==== Information given ====

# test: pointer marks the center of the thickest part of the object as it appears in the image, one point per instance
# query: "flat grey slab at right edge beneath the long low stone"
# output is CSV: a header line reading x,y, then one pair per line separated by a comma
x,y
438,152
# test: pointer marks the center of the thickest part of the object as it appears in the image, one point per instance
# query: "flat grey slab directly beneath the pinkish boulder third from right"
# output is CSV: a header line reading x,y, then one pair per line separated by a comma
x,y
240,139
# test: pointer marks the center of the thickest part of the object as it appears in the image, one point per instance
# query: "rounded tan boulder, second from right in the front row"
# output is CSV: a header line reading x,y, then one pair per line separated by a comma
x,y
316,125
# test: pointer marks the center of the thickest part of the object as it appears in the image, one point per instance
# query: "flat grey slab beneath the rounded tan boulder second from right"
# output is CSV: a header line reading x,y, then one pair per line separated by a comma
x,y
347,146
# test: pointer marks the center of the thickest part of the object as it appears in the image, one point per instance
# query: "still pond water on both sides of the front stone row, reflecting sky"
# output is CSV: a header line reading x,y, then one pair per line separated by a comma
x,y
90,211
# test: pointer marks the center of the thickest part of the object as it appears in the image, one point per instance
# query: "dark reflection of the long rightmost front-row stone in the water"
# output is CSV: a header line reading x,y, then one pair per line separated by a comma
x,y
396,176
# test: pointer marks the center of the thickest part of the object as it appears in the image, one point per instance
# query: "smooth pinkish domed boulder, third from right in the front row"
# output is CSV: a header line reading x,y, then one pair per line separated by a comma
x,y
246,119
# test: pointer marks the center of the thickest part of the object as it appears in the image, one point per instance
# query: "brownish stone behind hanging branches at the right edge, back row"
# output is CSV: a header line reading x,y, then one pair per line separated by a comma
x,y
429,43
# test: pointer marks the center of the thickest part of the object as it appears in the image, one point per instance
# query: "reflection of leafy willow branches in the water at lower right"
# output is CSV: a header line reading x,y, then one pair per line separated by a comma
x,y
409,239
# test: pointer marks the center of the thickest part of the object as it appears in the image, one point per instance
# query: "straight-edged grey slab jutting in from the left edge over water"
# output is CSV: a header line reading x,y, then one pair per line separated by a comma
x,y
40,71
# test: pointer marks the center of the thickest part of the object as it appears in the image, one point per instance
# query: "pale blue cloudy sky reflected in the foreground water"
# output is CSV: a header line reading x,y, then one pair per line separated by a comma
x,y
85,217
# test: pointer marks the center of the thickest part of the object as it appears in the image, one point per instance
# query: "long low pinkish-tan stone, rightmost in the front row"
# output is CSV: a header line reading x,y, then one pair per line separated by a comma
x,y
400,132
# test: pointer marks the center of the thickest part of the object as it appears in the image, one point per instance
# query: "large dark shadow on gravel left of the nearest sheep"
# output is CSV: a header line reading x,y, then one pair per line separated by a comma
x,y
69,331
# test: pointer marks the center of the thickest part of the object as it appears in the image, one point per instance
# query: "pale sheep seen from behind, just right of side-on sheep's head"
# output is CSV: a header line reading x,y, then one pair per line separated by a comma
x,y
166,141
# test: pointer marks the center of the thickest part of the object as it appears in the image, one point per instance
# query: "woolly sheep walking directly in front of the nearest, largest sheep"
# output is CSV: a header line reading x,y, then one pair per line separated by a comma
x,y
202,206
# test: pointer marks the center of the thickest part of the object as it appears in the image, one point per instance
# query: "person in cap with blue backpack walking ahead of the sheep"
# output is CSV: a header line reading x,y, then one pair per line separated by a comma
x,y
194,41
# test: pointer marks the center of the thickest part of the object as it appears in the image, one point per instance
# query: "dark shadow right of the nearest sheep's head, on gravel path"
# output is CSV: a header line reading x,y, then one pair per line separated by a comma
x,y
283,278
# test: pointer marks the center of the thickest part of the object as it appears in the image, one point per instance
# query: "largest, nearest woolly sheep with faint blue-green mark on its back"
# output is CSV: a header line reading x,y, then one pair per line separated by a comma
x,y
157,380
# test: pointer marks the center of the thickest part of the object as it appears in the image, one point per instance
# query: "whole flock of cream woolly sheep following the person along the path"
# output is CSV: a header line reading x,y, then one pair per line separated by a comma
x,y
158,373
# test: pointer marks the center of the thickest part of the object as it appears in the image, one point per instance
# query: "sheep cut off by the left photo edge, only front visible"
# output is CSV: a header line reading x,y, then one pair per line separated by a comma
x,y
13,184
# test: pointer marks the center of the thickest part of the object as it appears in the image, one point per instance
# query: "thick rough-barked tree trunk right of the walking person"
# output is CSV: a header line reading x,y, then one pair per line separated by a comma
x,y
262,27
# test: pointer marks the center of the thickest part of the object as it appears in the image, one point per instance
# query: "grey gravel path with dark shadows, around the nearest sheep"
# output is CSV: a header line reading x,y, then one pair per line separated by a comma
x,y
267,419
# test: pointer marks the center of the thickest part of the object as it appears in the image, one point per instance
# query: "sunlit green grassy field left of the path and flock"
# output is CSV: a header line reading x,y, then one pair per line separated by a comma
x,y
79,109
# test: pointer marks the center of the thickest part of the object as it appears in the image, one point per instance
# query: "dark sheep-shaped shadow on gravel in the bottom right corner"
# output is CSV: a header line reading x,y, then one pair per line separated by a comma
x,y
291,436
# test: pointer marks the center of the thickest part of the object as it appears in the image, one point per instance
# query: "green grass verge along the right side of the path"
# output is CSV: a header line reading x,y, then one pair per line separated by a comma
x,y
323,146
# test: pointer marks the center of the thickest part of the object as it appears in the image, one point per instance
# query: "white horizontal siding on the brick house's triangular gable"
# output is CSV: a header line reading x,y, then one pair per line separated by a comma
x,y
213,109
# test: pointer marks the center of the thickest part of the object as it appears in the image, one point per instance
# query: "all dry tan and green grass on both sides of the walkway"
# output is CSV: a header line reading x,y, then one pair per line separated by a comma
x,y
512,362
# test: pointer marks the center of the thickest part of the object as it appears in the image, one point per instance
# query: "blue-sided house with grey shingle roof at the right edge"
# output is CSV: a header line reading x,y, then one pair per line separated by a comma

====

▶ **Exercise requirements**: Return each entry without altering a single word.

▶ **Solution for this exercise**:
# test: pointer marks the center of the thickest part of the object as it appears in the image, one point per instance
# query: "flat grey slab at right edge beneath the long low stone"
# output is CSV: a header line reading x,y, then one pair per line separated by a comma
x,y
438,152
# test: pointer marks the center of the thickest part of the object as it appears in the image, one point per instance
# query: "flat grey slab directly beneath the pinkish boulder third from right"
# output is CSV: a header line reading x,y, then one pair per line separated by a comma
x,y
240,139
# test: pointer marks the center of the thickest part of the object as it appears in the image, one point per instance
# query: "rounded tan boulder, second from right in the front row"
# output is CSV: a header line reading x,y, then one pair per line separated by a comma
x,y
316,125
# test: pointer marks the center of the thickest part of the object as it appears in the image, one point per instance
# query: "flat grey slab beneath the rounded tan boulder second from right"
# output is CSV: a header line reading x,y, then one pair per line separated by a comma
x,y
347,146
# test: pointer marks the center of the thickest part of the object as it appears in the image, one point per instance
# query: "still pond water on both sides of the front stone row, reflecting sky"
# output is CSV: a header line reading x,y, then one pair per line separated by a comma
x,y
90,211
# test: pointer marks the center of the thickest part of the object as it appears in the image, one point per instance
# query: "dark reflection of the long rightmost front-row stone in the water"
# output is CSV: a header line reading x,y, then one pair per line separated by a comma
x,y
396,176
# test: pointer marks the center of the thickest part of the object as it appears in the image, one point per instance
# query: "smooth pinkish domed boulder, third from right in the front row"
# output is CSV: a header line reading x,y, then one pair per line separated by a comma
x,y
246,119
# test: pointer marks the center of the thickest part of the object as it appears in the image, one point per instance
# query: "brownish stone behind hanging branches at the right edge, back row"
# output is CSV: a header line reading x,y, then one pair per line separated by a comma
x,y
429,43
# test: pointer marks the center of the thickest part of the object as it appears in the image, one point per instance
# query: "reflection of leafy willow branches in the water at lower right"
# output is CSV: a header line reading x,y, then one pair per line separated by a comma
x,y
409,239
# test: pointer marks the center of the thickest part of the object as it appears in the image, one point per instance
# query: "straight-edged grey slab jutting in from the left edge over water"
# output is CSV: a header line reading x,y, then one pair per line separated by a comma
x,y
40,71
# test: pointer marks the center of the thickest part of the object as it appears in the image, one point per instance
# query: "pale blue cloudy sky reflected in the foreground water"
# output is CSV: a header line reading x,y, then one pair per line separated by a comma
x,y
85,217
# test: pointer marks the center of the thickest part of the object as it appears in the image, one point per instance
# query: "long low pinkish-tan stone, rightmost in the front row"
# output is CSV: a header line reading x,y, then one pair per line separated by a comma
x,y
400,132
# test: pointer marks the center of the thickest part of the object as it appears in the image, one point per instance
# query: "large dark shadow on gravel left of the nearest sheep"
# output is CSV: a header line reading x,y, then one pair per line separated by a comma
x,y
69,331
# test: pointer marks the center of the thickest part of the object as it appears in the image, one point per instance
# query: "pale sheep seen from behind, just right of side-on sheep's head"
# output is CSV: a header line reading x,y, then one pair per line separated by a comma
x,y
166,141
# test: pointer marks the center of the thickest part of the object as it appears in the image, one point per instance
# query: "woolly sheep walking directly in front of the nearest, largest sheep"
# output is CSV: a header line reading x,y, then one pair per line separated by a comma
x,y
202,206
# test: pointer marks the center of the thickest part of the object as it appears in the image, one point per instance
# query: "person in cap with blue backpack walking ahead of the sheep"
# output is CSV: a header line reading x,y, then one pair per line separated by a comma
x,y
194,41
# test: pointer marks the center of the thickest part of the object as it appears in the image, one point per instance
# query: "dark shadow right of the nearest sheep's head, on gravel path"
# output is CSV: a header line reading x,y, then one pair per line separated by a comma
x,y
283,278
# test: pointer marks the center of the thickest part of the object as it appears in the image, one point per instance
# query: "largest, nearest woolly sheep with faint blue-green mark on its back"
# output is CSV: a header line reading x,y, then one pair per line separated by a comma
x,y
157,380
# test: pointer marks the center of the thickest part of the object as it appears in the image, one point per instance
# query: "whole flock of cream woolly sheep following the person along the path"
# output is CSV: a header line reading x,y, then one pair per line separated by a comma
x,y
158,373
# test: pointer marks the center of the thickest part of the object as it appears in the image, one point per instance
# query: "sheep cut off by the left photo edge, only front visible"
# output is CSV: a header line reading x,y, then one pair per line separated by a comma
x,y
13,184
# test: pointer marks the center of the thickest part of the object as it appears in the image, one point per instance
# query: "thick rough-barked tree trunk right of the walking person"
# output is CSV: a header line reading x,y, then one pair per line separated by a comma
x,y
262,27
# test: pointer marks the center of the thickest part of the object as it appears in the image, one point per instance
# query: "grey gravel path with dark shadows, around the nearest sheep"
# output is CSV: a header line reading x,y, then one pair per line separated by a comma
x,y
267,419
# test: pointer marks the center of the thickest part of the object as it appears in the image, one point per instance
# query: "sunlit green grassy field left of the path and flock"
# output is CSV: a header line reading x,y, then one pair per line separated by a comma
x,y
79,109
# test: pointer marks the center of the thickest part of the object as it appears in the image, one point per instance
# query: "dark sheep-shaped shadow on gravel in the bottom right corner"
# output is CSV: a header line reading x,y, then one pair per line separated by a comma
x,y
291,436
# test: pointer marks the center of the thickest part of the object as it appears in the image, one point per instance
# query: "green grass verge along the right side of the path"
# output is CSV: a header line reading x,y, then one pair per line separated by a comma
x,y
323,146
# test: pointer marks the center of the thickest part of the object as it appears in the image, one point per instance
# query: "white horizontal siding on the brick house's triangular gable"
# output is CSV: a header line reading x,y, then one pair per line separated by a comma
x,y
213,109
# test: pointer marks the center of the thickest part of the object as it appears in the image, one point per instance
# query: "all dry tan and green grass on both sides of the walkway"
# output is CSV: a header line reading x,y, then one pair per line separated by a comma
x,y
512,362
# test: pointer marks the center of the thickest part of the object as it appears in the image, one point per instance
# query: "blue-sided house with grey shingle roof at the right edge"
# output is CSV: a header line reading x,y, then one pair per line separated by a comma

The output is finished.